[Records to use Boundary: Start]

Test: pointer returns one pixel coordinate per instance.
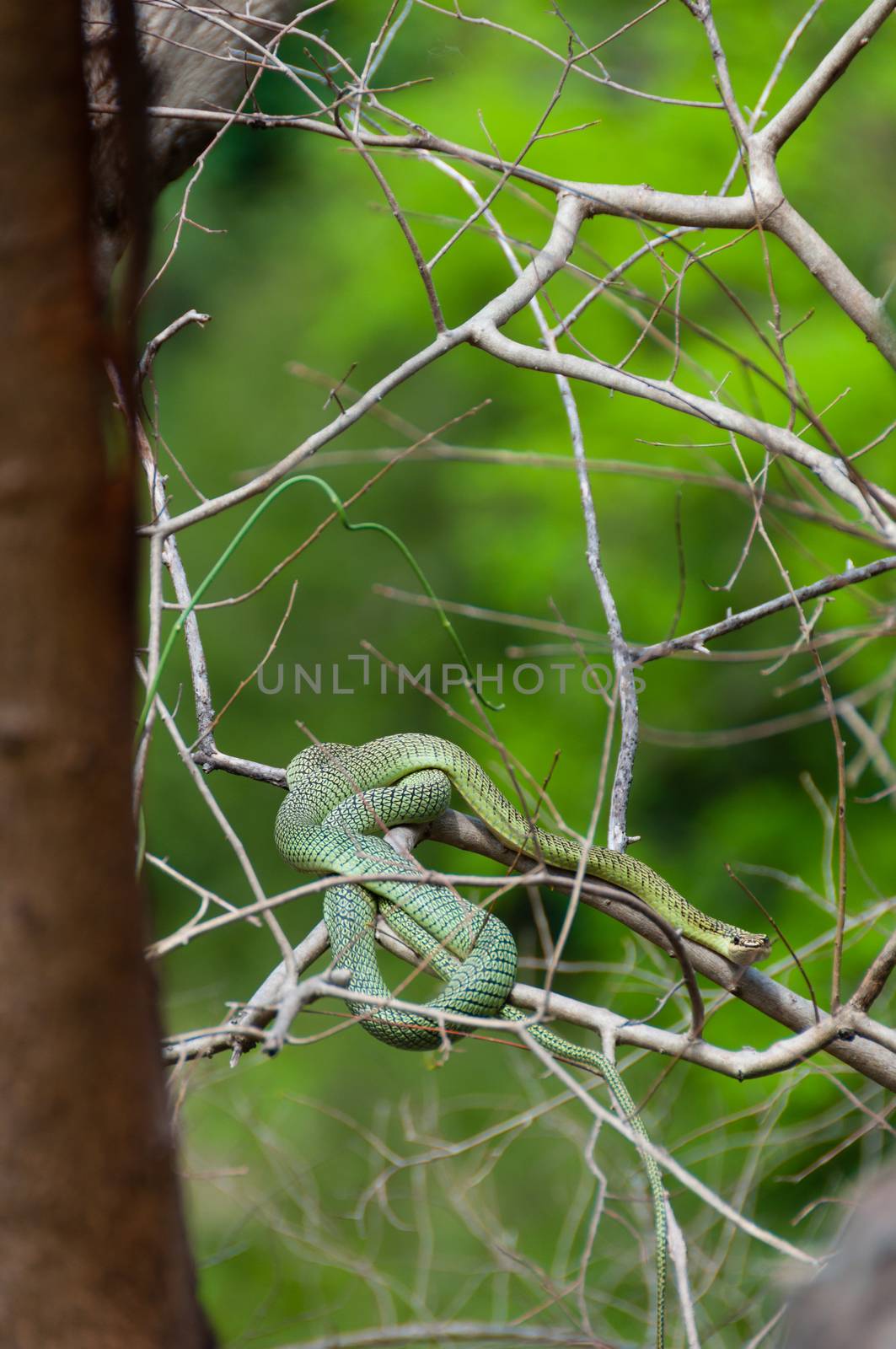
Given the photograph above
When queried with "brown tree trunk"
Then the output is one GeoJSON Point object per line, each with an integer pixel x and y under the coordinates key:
{"type": "Point", "coordinates": [94, 1252]}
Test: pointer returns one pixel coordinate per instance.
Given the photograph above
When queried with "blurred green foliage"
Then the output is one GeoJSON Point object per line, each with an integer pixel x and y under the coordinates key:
{"type": "Point", "coordinates": [298, 261]}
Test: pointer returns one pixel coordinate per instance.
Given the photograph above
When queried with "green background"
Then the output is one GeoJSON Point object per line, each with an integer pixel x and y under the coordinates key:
{"type": "Point", "coordinates": [300, 262]}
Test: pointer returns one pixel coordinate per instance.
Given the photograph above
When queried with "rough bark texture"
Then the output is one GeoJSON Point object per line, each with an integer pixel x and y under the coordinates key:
{"type": "Point", "coordinates": [94, 1251]}
{"type": "Point", "coordinates": [188, 64]}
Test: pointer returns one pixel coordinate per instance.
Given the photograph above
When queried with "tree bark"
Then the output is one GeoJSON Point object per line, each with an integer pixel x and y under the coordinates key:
{"type": "Point", "coordinates": [96, 1251]}
{"type": "Point", "coordinates": [188, 61]}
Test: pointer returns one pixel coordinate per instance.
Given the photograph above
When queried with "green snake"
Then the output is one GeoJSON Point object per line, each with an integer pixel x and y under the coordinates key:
{"type": "Point", "coordinates": [341, 798]}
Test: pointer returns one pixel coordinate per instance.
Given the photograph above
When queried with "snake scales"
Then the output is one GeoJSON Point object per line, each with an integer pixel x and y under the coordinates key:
{"type": "Point", "coordinates": [341, 798]}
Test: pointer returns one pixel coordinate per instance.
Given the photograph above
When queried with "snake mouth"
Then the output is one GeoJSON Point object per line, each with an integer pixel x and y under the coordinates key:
{"type": "Point", "coordinates": [749, 948]}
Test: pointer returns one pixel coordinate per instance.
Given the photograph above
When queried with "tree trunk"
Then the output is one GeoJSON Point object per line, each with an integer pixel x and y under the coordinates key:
{"type": "Point", "coordinates": [94, 1251]}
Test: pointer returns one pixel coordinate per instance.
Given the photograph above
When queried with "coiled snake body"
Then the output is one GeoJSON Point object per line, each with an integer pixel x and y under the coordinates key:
{"type": "Point", "coordinates": [341, 798]}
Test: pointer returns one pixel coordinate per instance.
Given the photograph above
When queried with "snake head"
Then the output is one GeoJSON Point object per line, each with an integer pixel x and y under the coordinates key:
{"type": "Point", "coordinates": [747, 948]}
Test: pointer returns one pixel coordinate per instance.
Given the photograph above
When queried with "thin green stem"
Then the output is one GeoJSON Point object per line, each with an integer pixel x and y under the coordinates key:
{"type": "Point", "coordinates": [238, 539]}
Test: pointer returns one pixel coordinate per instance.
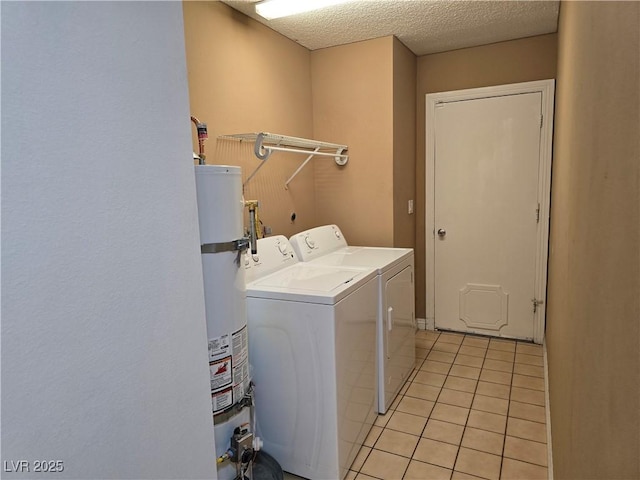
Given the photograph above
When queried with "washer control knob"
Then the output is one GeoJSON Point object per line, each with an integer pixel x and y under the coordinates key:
{"type": "Point", "coordinates": [309, 241]}
{"type": "Point", "coordinates": [283, 248]}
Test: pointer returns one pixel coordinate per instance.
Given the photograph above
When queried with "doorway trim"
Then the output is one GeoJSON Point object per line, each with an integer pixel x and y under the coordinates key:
{"type": "Point", "coordinates": [546, 89]}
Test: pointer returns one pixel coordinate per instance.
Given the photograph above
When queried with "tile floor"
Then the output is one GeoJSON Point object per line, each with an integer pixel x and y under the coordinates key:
{"type": "Point", "coordinates": [473, 408]}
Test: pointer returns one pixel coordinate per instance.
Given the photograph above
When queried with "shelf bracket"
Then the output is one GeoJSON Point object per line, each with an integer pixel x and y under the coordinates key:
{"type": "Point", "coordinates": [286, 184]}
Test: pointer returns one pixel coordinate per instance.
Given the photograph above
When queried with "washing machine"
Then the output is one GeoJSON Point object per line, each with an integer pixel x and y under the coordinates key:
{"type": "Point", "coordinates": [396, 323]}
{"type": "Point", "coordinates": [312, 345]}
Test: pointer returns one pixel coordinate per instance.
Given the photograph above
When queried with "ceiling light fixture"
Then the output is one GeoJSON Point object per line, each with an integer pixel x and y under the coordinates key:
{"type": "Point", "coordinates": [271, 9]}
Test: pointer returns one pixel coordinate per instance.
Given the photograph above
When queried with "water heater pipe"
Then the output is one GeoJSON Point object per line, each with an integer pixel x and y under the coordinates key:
{"type": "Point", "coordinates": [202, 136]}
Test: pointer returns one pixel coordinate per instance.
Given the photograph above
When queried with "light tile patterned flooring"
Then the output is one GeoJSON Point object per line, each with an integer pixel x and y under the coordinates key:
{"type": "Point", "coordinates": [473, 408]}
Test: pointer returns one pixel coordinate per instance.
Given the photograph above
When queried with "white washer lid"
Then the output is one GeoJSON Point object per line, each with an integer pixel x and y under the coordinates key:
{"type": "Point", "coordinates": [310, 283]}
{"type": "Point", "coordinates": [380, 258]}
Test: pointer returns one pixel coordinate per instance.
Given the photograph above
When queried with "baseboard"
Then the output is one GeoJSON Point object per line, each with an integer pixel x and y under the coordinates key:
{"type": "Point", "coordinates": [548, 412]}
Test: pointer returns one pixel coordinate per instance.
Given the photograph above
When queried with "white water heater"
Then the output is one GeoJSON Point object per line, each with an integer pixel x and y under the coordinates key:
{"type": "Point", "coordinates": [220, 215]}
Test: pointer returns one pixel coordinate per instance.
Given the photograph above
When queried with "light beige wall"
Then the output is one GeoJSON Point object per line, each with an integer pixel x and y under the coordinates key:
{"type": "Point", "coordinates": [404, 144]}
{"type": "Point", "coordinates": [353, 105]}
{"type": "Point", "coordinates": [593, 314]}
{"type": "Point", "coordinates": [515, 61]}
{"type": "Point", "coordinates": [244, 77]}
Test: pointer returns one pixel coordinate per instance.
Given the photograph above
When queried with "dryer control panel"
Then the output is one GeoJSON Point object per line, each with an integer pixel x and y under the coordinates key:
{"type": "Point", "coordinates": [317, 241]}
{"type": "Point", "coordinates": [274, 253]}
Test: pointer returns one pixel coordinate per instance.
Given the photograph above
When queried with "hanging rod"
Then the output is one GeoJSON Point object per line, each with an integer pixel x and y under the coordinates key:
{"type": "Point", "coordinates": [267, 143]}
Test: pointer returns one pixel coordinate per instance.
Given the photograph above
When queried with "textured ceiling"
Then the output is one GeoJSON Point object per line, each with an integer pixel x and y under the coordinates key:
{"type": "Point", "coordinates": [424, 26]}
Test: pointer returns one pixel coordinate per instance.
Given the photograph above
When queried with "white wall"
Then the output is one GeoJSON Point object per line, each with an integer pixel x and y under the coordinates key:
{"type": "Point", "coordinates": [104, 361]}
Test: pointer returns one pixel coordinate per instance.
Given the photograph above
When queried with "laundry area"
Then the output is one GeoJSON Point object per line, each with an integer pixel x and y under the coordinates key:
{"type": "Point", "coordinates": [245, 247]}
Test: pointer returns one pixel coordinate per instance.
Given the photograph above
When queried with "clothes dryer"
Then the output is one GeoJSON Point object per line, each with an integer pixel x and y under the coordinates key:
{"type": "Point", "coordinates": [312, 331]}
{"type": "Point", "coordinates": [396, 324]}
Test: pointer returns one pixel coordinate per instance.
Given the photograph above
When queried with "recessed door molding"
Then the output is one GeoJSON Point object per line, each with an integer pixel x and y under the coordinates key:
{"type": "Point", "coordinates": [546, 89]}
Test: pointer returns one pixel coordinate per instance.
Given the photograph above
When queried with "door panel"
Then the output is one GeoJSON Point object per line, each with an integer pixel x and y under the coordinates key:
{"type": "Point", "coordinates": [487, 154]}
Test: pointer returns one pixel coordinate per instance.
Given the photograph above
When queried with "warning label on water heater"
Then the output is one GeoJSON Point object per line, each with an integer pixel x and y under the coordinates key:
{"type": "Point", "coordinates": [240, 344]}
{"type": "Point", "coordinates": [221, 373]}
{"type": "Point", "coordinates": [229, 368]}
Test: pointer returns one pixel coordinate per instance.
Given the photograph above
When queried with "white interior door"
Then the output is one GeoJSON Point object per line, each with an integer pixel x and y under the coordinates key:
{"type": "Point", "coordinates": [486, 214]}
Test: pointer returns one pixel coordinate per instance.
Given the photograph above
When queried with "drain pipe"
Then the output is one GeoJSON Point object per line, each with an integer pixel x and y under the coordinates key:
{"type": "Point", "coordinates": [202, 136]}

[Records to use Boundary: End]

What you have to do
For the string "water", work out how many lines of the entries contain it and reply with that number alone.

Your response
3